[Entries drawn from a collection]:

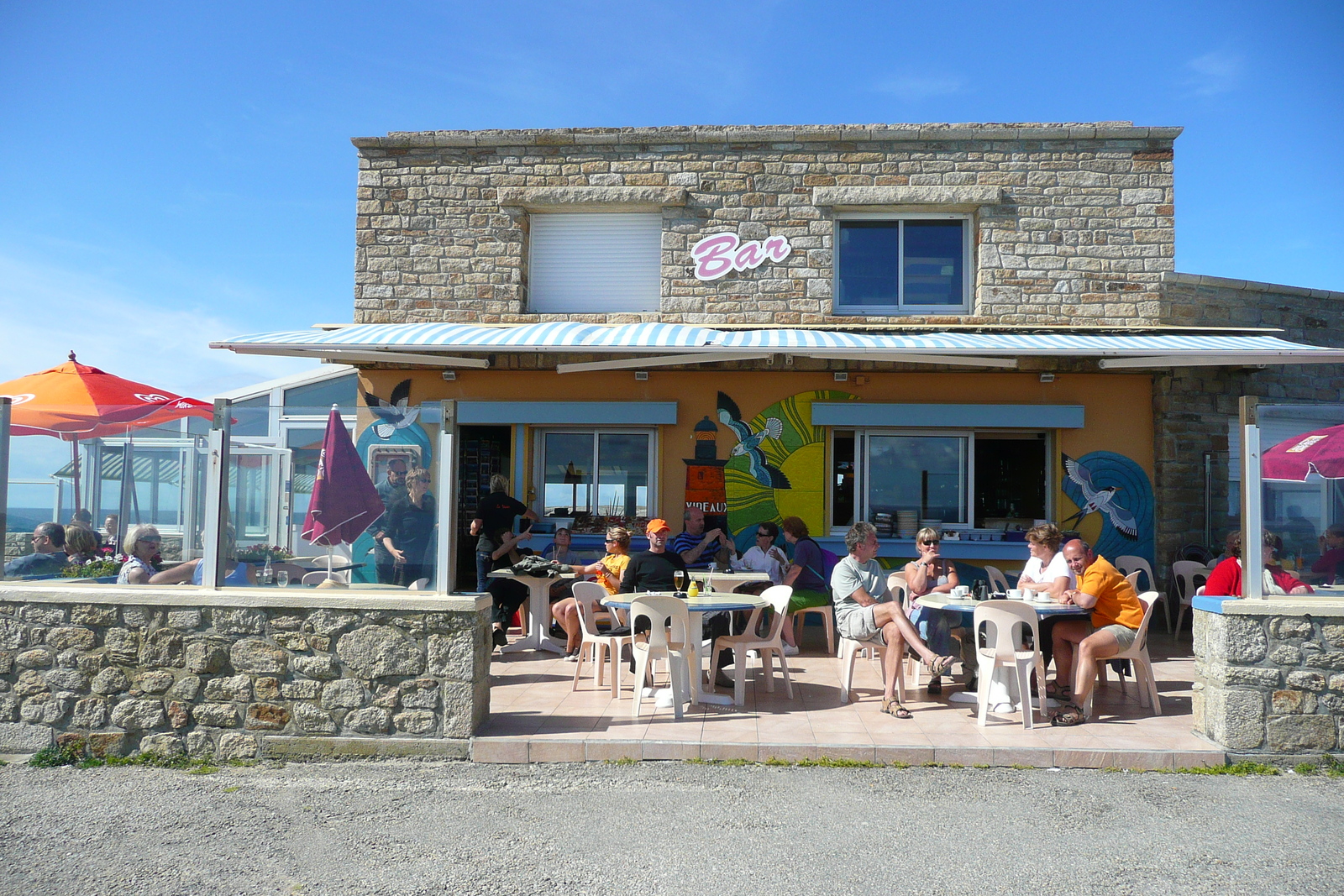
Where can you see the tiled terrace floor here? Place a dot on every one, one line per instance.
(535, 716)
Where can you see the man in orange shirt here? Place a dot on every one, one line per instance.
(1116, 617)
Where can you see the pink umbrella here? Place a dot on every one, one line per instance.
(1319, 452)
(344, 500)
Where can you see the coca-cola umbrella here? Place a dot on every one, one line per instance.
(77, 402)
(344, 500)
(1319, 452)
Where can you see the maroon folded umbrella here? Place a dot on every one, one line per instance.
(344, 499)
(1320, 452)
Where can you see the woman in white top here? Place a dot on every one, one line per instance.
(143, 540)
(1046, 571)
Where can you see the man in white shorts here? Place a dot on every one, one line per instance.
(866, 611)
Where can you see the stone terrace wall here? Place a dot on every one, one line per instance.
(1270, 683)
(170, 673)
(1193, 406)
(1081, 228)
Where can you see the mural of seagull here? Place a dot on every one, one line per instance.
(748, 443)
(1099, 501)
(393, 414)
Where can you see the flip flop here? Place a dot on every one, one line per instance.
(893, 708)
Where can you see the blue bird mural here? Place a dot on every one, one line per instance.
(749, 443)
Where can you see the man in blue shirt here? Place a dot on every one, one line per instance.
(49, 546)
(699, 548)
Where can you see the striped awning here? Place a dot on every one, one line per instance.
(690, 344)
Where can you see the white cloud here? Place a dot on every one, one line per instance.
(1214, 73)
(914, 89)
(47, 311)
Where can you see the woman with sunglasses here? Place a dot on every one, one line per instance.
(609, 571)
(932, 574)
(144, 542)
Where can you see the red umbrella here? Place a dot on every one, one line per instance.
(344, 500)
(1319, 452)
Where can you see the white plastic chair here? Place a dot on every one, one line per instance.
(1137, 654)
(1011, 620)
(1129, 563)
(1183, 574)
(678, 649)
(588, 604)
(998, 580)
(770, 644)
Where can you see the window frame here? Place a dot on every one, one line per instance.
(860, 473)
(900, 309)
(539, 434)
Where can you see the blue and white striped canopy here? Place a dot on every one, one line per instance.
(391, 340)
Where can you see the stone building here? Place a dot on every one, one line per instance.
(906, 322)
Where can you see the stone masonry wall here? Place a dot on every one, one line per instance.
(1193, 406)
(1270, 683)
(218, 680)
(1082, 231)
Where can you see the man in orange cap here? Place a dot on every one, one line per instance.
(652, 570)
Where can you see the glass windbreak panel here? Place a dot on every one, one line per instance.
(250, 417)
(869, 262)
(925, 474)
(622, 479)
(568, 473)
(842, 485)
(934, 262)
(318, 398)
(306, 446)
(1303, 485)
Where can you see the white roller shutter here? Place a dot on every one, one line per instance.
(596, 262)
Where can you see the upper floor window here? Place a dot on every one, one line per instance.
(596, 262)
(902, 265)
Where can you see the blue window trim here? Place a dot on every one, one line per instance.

* * *

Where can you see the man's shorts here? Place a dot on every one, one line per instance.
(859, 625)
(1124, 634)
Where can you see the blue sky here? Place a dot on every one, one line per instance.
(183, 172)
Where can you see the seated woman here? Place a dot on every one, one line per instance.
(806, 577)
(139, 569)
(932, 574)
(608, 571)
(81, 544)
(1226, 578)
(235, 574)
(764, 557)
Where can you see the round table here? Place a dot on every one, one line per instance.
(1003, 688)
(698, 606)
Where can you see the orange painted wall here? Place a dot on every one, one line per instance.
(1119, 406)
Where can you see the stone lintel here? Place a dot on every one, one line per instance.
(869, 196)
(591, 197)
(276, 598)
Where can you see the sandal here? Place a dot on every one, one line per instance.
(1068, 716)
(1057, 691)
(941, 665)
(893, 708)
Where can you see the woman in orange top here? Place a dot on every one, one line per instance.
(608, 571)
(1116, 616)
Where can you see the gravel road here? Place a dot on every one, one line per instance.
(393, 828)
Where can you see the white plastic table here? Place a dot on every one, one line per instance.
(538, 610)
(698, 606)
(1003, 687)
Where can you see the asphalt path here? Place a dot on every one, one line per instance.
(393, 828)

[WHAT TO PRODUCE]: Rewrite the stretch from the line containing "Where can you see the white roller" through the line containing "Where can you see the blue window", changing "Place a dot" to "Mark a point" and keeping everything else as it stands.

[PROBLEM SOLUTION]:
Where can you see the white roller shutter here? Mark a point on every one, one line per instance.
(596, 262)
Where can you see the upper floor window here? Mark a point on every one, one line per instance.
(596, 262)
(902, 265)
Where can you see the blue window trim here? Mark a point on every one, one line per instance.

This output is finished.